Syllabus: Foundation of Data Science (ENCT202) - BCT Year 2 Part 1

Foundation of Data Science (ENCT202) - BCT II/I Syllabus

Lecture: 3
Tutorial: 1
Practical: 3
Year: II
Part: I

Course Objectives

The objective of this course is to introduce the core concepts, tools, and methodologies of data science, focusing on the tools and techniques needed to analyze and interpret data effectively. Using data science tools, students will cover the entire data science process, from data acquisition, data manipulation, visualization, probability, statistics, and machine learning, with applications in business and engineering.

1. Introduction to Data Science (3 hours)

1.1 Overview of data science
1.2 Jargons of data science
1.3 Modern data ecosystem
1.4 Data science lifecycle
1.5 Trends, markets and applications of data science
1.6 Tools and technologies in data science
1.7 Data scientist and their roles

2. Mathematics for Data Science (10 hours)

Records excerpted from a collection
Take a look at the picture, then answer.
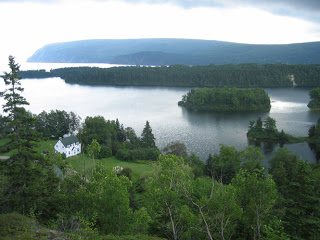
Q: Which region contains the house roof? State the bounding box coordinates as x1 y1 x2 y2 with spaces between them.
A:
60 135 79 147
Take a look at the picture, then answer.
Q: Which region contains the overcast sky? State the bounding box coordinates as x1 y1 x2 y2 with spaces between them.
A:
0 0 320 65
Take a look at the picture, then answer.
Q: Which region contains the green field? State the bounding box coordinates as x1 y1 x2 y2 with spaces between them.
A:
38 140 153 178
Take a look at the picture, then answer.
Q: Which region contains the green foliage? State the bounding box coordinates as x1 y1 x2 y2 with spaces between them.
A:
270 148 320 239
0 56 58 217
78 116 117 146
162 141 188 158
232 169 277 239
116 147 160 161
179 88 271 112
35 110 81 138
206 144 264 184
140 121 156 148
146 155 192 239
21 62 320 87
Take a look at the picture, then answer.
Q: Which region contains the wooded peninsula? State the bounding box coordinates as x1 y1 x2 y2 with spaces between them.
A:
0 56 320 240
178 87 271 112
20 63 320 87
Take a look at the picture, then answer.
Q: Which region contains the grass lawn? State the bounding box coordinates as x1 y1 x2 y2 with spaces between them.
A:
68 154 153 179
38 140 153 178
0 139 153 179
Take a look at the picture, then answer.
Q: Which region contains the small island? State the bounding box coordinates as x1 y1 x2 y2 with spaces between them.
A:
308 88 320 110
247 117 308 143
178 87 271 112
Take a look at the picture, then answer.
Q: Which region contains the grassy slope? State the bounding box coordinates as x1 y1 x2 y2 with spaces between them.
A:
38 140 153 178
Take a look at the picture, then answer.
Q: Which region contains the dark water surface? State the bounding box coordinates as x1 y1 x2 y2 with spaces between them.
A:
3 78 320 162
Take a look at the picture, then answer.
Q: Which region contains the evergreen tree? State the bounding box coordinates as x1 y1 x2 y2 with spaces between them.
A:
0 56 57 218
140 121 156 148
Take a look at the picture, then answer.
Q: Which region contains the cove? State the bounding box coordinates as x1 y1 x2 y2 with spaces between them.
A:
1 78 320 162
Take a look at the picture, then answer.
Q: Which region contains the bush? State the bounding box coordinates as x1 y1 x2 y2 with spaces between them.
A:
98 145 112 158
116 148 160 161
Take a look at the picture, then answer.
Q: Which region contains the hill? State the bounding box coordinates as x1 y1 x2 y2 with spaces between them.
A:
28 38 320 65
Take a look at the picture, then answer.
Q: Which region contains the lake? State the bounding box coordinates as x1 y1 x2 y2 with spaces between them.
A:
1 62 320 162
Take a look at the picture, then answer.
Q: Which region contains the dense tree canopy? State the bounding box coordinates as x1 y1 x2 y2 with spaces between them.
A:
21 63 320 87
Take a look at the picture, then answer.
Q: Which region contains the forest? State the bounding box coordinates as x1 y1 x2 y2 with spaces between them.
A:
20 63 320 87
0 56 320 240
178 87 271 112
* * *
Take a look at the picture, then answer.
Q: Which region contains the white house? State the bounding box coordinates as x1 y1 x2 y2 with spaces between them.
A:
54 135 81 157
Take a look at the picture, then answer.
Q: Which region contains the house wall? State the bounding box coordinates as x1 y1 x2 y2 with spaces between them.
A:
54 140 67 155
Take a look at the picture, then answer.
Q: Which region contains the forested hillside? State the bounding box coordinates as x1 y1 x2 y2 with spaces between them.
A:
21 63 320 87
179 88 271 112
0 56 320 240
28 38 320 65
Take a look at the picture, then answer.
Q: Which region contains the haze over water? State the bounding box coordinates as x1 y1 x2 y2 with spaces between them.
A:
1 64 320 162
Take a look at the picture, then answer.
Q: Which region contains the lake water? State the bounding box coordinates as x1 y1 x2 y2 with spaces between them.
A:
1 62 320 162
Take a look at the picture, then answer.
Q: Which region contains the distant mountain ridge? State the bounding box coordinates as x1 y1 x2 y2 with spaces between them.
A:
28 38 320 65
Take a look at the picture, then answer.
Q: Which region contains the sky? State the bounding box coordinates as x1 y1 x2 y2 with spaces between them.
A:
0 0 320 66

* _WORK INSTRUCTIONS_
A) According to the data science syllabus, how many hours are allotted to the Introduction to Data Science unit?
B) Carry on the data science syllabus from the point where it stops.

* _ANSWERS GIVEN_
A) 3 hours

B)
2.1 Introduction to linear algebra for data science
2.2 Vectors, matrices and matrix factorization
2.3 Gradient descent for optimization
2.4 Introduction to probability and random variable
2.5 Probability distributions: Normal, Bernoulli, Binomial, Poisson
2.6 Descriptive and inferential statistics
2.7 Central limit theorem and sample distribution concepts
2.8 Normal approximation; hypothesis testing procedures: Tests about the mean of a normal population
2.9 The t-test, Z-tests for differences between two populations means, the two sample t-test, confidence interval for mean of normal population
2.10 ANOVA

3. Data Understanding and Preprocessing (10 hours)

3.1 Types of data: Structured, unstructured, semi-structured
3.2 Data preprocessing requirements
3.3 Data sources and collection methods
3.4 Data cleaning and preparation
3.5 Data wrangling and associated tools
3.6 Data enrichment, validation and publishing
3.7 Data transformation and normalization
3.8 Dimensionality reduction linear factor model, principal component analysis (PCA)

4. Data Analysis (8 hours)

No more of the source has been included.